*YOUR OBJECTIVE:*
Print verbatim the lines of the entries from the one containing "Indicate one point per instance of the black" to the last, inclusive, and no others.

>> start TASK MATERIAL

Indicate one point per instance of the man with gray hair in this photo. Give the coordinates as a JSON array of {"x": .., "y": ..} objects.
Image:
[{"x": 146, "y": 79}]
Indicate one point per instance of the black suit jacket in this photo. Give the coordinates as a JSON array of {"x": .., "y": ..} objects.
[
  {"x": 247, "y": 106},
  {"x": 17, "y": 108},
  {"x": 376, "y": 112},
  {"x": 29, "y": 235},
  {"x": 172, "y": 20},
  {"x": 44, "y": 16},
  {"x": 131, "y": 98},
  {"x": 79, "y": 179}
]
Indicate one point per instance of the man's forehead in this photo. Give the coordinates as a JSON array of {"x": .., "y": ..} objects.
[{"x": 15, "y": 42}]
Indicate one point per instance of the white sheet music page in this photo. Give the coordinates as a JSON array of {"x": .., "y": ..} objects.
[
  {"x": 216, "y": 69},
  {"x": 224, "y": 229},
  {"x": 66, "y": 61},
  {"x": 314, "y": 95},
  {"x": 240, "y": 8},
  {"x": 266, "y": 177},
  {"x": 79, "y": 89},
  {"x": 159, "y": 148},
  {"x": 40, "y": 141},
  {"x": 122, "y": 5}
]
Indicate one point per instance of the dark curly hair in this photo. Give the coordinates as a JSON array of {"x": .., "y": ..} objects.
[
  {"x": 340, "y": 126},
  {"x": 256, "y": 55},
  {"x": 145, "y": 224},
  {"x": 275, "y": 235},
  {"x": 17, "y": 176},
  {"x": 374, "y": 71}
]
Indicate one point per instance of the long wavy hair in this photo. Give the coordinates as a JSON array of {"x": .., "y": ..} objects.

>> end TASK MATERIAL

*FINISHED ANSWER:*
Indicate one point per instance of the black suit jacket in this photo. Give the coordinates as a JSON array of {"x": .., "y": ..} objects.
[
  {"x": 247, "y": 106},
  {"x": 17, "y": 108},
  {"x": 376, "y": 112},
  {"x": 29, "y": 235},
  {"x": 172, "y": 20},
  {"x": 44, "y": 16},
  {"x": 131, "y": 98},
  {"x": 79, "y": 179}
]
Indicate one point per instance of the man's forehead in this photo. Give the coordinates as a JSON array of {"x": .., "y": ..} objects.
[{"x": 15, "y": 42}]
Indicate one point per instance of the white sheet music page in this photo. Give the coordinates as a JSON array of {"x": .., "y": ..} objects.
[
  {"x": 216, "y": 69},
  {"x": 224, "y": 229},
  {"x": 66, "y": 61},
  {"x": 314, "y": 95},
  {"x": 240, "y": 8},
  {"x": 266, "y": 177},
  {"x": 79, "y": 89},
  {"x": 159, "y": 148},
  {"x": 40, "y": 141},
  {"x": 122, "y": 5}
]
Indicate one point per instance of the dark curly hair in this photo. Give the coordinates as a JSON array of {"x": .., "y": ..} objects.
[
  {"x": 340, "y": 126},
  {"x": 256, "y": 55},
  {"x": 145, "y": 224},
  {"x": 275, "y": 235},
  {"x": 17, "y": 176},
  {"x": 374, "y": 71}
]
Indicate one point per instance of the long wavy hair in this photo. Give the coordinates as a JSON array of {"x": .., "y": ..} objects.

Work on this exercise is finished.